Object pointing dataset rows
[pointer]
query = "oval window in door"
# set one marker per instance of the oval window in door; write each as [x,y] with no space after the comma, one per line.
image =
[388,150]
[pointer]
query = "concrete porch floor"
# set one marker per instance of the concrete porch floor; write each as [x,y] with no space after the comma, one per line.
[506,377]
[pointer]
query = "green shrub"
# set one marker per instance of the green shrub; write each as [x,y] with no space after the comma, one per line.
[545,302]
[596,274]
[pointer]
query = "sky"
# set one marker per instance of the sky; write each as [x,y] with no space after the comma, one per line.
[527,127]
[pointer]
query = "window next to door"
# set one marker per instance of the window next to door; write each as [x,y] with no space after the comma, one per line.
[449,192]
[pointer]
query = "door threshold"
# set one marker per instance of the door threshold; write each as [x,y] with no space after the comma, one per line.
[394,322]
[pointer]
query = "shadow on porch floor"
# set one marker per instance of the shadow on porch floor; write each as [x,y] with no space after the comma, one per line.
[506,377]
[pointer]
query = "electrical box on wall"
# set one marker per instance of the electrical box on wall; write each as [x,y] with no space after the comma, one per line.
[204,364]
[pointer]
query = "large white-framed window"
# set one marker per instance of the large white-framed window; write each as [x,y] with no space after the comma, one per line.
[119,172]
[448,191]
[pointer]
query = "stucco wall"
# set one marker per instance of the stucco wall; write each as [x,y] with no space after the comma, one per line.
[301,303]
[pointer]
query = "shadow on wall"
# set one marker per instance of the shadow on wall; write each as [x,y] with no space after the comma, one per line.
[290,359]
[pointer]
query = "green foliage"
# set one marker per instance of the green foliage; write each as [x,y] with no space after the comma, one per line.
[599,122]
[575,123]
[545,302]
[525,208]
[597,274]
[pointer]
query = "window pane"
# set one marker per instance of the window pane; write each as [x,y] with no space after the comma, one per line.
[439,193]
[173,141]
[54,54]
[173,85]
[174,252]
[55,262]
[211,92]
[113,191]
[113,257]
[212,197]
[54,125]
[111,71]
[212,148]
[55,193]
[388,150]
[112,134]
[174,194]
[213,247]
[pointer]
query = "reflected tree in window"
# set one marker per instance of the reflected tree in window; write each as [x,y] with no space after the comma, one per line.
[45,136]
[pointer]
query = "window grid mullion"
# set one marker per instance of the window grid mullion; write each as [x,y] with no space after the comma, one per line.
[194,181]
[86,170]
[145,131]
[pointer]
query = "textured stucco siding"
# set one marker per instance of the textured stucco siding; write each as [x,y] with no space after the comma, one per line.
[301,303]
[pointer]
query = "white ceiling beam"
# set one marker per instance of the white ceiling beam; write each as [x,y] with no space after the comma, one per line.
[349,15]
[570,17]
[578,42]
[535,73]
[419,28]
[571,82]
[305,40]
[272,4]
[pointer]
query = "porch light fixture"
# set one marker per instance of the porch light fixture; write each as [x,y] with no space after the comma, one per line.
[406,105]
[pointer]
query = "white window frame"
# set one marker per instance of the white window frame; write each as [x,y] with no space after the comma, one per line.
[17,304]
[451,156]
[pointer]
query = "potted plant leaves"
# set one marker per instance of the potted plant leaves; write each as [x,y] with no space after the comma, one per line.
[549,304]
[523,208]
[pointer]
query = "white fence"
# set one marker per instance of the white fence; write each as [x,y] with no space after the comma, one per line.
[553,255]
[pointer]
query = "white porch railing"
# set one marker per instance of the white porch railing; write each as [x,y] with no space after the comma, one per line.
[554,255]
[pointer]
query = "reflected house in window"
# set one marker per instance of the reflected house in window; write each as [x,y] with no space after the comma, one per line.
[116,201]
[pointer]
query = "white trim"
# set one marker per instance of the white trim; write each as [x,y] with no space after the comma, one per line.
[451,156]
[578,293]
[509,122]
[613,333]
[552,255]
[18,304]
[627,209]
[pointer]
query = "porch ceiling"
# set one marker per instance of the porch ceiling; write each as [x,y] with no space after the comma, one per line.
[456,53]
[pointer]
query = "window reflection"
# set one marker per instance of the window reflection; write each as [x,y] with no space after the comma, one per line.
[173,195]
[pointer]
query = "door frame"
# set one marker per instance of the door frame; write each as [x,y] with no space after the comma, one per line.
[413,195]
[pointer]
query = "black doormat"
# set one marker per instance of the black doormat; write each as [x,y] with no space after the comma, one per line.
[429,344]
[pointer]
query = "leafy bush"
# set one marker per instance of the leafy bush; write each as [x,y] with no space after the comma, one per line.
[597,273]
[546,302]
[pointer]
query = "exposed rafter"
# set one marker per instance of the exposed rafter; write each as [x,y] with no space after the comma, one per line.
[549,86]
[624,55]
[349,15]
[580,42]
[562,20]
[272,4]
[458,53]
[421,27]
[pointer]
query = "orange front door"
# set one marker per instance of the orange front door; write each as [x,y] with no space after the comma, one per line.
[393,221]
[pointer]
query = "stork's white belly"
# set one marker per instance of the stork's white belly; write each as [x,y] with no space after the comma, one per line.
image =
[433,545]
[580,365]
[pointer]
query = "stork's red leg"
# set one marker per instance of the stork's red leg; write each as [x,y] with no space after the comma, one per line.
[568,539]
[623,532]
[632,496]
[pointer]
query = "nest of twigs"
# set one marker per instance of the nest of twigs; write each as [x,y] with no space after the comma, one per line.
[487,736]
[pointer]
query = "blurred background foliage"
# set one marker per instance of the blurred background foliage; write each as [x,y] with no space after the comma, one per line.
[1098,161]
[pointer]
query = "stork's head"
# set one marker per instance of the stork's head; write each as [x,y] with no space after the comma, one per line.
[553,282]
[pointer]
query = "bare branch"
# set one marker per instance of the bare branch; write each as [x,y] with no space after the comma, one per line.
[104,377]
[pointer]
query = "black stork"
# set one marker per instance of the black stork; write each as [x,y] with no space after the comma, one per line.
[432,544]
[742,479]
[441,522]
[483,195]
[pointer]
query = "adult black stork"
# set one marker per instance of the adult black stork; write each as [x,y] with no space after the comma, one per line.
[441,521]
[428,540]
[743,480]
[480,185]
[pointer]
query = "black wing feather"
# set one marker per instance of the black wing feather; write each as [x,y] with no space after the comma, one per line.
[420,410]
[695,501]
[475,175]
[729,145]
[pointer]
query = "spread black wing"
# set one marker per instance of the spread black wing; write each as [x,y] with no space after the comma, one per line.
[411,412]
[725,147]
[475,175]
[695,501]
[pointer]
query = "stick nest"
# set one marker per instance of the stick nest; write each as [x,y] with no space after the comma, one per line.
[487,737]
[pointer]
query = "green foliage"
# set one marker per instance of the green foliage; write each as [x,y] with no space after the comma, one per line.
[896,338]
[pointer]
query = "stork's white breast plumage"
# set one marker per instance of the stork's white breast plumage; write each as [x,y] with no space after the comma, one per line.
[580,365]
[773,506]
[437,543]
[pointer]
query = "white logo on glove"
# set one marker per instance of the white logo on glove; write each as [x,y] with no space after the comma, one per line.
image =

**Required task:**
Write out the material exactly as given.

**Answer for this exercise:**
[pointer]
query = "oval window in door"
# set one marker per instance of the oval window in door; write each as [x,y] with no space after the comma, one per line.
image =
[388,150]
[pointer]
query = "concrete porch floor"
# set one marker per instance of the concrete porch floor; write each as [x,y] with no space after the comma, one per line.
[506,377]
[pointer]
query = "green shrub"
# set one marker per instance of the green shrub; write each as [x,y] with no space after the comma, one per line.
[545,302]
[596,274]
[pointer]
query = "sky"
# set one marker per instance of the sky; write each as [x,y] with no space after the comma, one per line.
[527,127]
[pointer]
query = "window next to door"
# set one marker per instance of the window next to door; write each as [x,y] with no space after the comma, one per line.
[449,192]
[pointer]
query = "door threshold"
# set one marker per instance of the door threshold; write each as [x,y] with no space after the comma, one per line.
[394,322]
[pointer]
query = "shadow on porch floor"
# set one marker per instance of the shadow on porch floor; write each as [x,y] with no space after the comma, one per line.
[506,377]
[pointer]
query = "electrical box on wall"
# set one marker per instance of the electrical box on wall; write each as [x,y] with no space after the comma, one per line.
[204,364]
[pointer]
query = "large white-framed window"
# set one marker per instance of the large white-framed window; write each as [x,y] with no space after the comma, one per line.
[119,172]
[448,191]
[pointer]
query = "stucco wall"
# set one marker per instance of the stucco wall; write each as [x,y] with no space after the comma, one per line.
[301,303]
[pointer]
query = "shadow on wall"
# set one marker per instance of the shadow on wall; write each as [x,y] with no space after the comma, one per line.
[290,359]
[pointer]
query = "green foliage"
# set one marker per instance of the green foliage; write each as [x,y] with no space after the comma, one per line.
[599,122]
[575,123]
[545,302]
[525,208]
[597,274]
[pointer]
query = "window pane"
# set one marker per instance of the window pane; write each as [x,y] with no space after the comma, one per line.
[439,193]
[173,141]
[54,54]
[173,85]
[174,252]
[55,262]
[211,92]
[113,191]
[113,257]
[212,197]
[54,125]
[111,71]
[212,148]
[55,193]
[388,150]
[112,134]
[174,194]
[213,247]
[pointer]
query = "reflected tree in window"
# set one marker per instance of the reflected tree in window; write each as [x,y] with no space after the comma, one per line.
[45,136]
[pointer]
query = "window grid mullion"
# set one marker per instance of the window grid mullion; write each as [x,y] with no space after the comma, one per line.
[194,181]
[86,170]
[145,131]
[pointer]
query = "textured stucco siding"
# set one marker per instance of the textured stucco siding; write each as [x,y] with no space after the comma, one per line.
[301,303]
[pointer]
query = "white ceiling beam"
# set one marker per instance of the white ceiling beam; write each as [x,y] with no space after the comma, one per line.
[349,15]
[570,17]
[578,42]
[535,73]
[419,28]
[571,82]
[305,40]
[272,4]
[pointer]
query = "porch light fixture"
# set one marker per instance of the porch light fixture; write each as [x,y] with no space after the comma, one per line.
[406,105]
[pointer]
query = "white window frame"
# set one marker per instance of the white window frame; write each as [x,y] with no space after the comma, one per line.
[17,304]
[451,156]
[pointer]
query = "potted plant leaves"
# set one marker per instance of the potted plant leaves; write each as [x,y] with no space after the comma, one per line.
[549,304]
[523,208]
[pointer]
query = "white fence"
# set one marker per instance of the white fence; write each as [x,y] with no space after the comma, one per line.
[553,255]
[pointer]
query = "white porch railing"
# set one marker per instance of the white porch railing; write each as [x,y] with no space after the comma, one per line.
[554,255]
[pointer]
query = "reflected house in window"
# set one marker per instance of the reflected house in window; write each as [x,y] with no space after the comma, one per line.
[116,201]
[pointer]
query = "white trim"
# set one marker per instance of the white trim; write each as [x,y] with no space after the comma, one per line.
[451,156]
[578,293]
[509,122]
[613,333]
[552,255]
[18,304]
[627,209]
[pointer]
query = "porch ceiling"
# set one marker per instance of the porch ceiling; write each as [x,y] with no space after the comma, one per line.
[456,53]
[pointer]
query = "window reflection"
# set one marker per instance of the window reflection; write each as [x,y] with no space after the comma, one per line.
[173,195]
[pointer]
query = "door frame"
# set one marker per instance of the door frame; write each as [x,y] with no space after the comma, one per line.
[413,195]
[pointer]
query = "black doormat"
# set one marker per instance of the black doormat; write each as [x,y] with no space after the comma, one per line.
[429,344]
[pointer]
query = "leafy bush"
# set one marker per instance of the leafy bush; write each as [x,y] with no space after the comma, one per line.
[597,273]
[546,302]
[pointer]
query = "exposed rafter"
# set one marker per instance of the exposed rafter; write each as [x,y] with no space after the comma, one per line.
[549,86]
[624,55]
[349,15]
[580,42]
[562,20]
[272,4]
[458,53]
[421,27]
[pointer]
query = "orange front door"
# set one marker per instance of the orange front door; write each as [x,y] with no space after the comma, one per line.
[393,221]
[pointer]
query = "stork's white belly"
# set one marker per instance of the stork's white belly; write each as [x,y] with no space after the comma, one per line.
image =
[433,545]
[580,365]
[pointer]
query = "stork's red leg"
# set one marker per instance of the stork's red leg; write each as [x,y] with no space after the comma, one per line.
[568,539]
[623,532]
[632,496]
[pointer]
query = "nest of twigs"
# set one marker per instance of the nest of twigs; write each as [x,y] with no space after the comma, one per line.
[487,736]
[pointer]
query = "blurred background foliage"
# set one marker per instance of the blurred background foliage; write each as [x,y] with no space after the comma, one per line.
[1098,161]
[pointer]
query = "stork's head"
# set one marker per instance of the stork's head; write each as [x,y] with no space after the comma, one per line.
[553,282]
[pointer]
query = "bare branch"
# set one marker per instance of the bare branch; write each as [x,y] with no space after the comma, one per line.
[104,377]
[pointer]
query = "black stork"
# set one marker per instance of the black stork; write each as [x,y] with no space after the comma, one per line.
[432,544]
[742,479]
[441,522]
[483,195]
[pointer]
query = "adult black stork"
# set one marker per instance of the adult black stork; write each as [x,y] with no space after the comma, one per line.
[441,521]
[428,540]
[743,480]
[480,185]
[pointer]
query = "black wing feather"
# set one marker per instance of the black wing feather; write each as [x,y] with no space after the comma, one per line.
[420,410]
[695,501]
[475,175]
[729,145]
[pointer]
query = "spread black wing"
# set one marker per instance of the spread black wing; write each as [x,y] with no space after the comma, one per line.
[411,412]
[725,147]
[475,175]
[695,501]
[pointer]
query = "stick nest"
# set one marker per instance of the stick nest; write each as [x,y] with no space after the comma, one per line.
[487,737]
[pointer]
query = "green foliage"
# set one marker per instance of the green foliage; write each as [x,y] with no space after the comma, one per line.
[896,338]
[pointer]
query = "stork's white breast plumage"
# set one marker per instance of the stork's white breast plumage; write each as [x,y] with no space after the comma, one per line.
[580,365]
[773,506]
[437,543]
[pointer]
query = "white logo on glove"
# set one marker per instance of the white logo on glove; write each as [x,y] with no space after the comma, one per line.
image =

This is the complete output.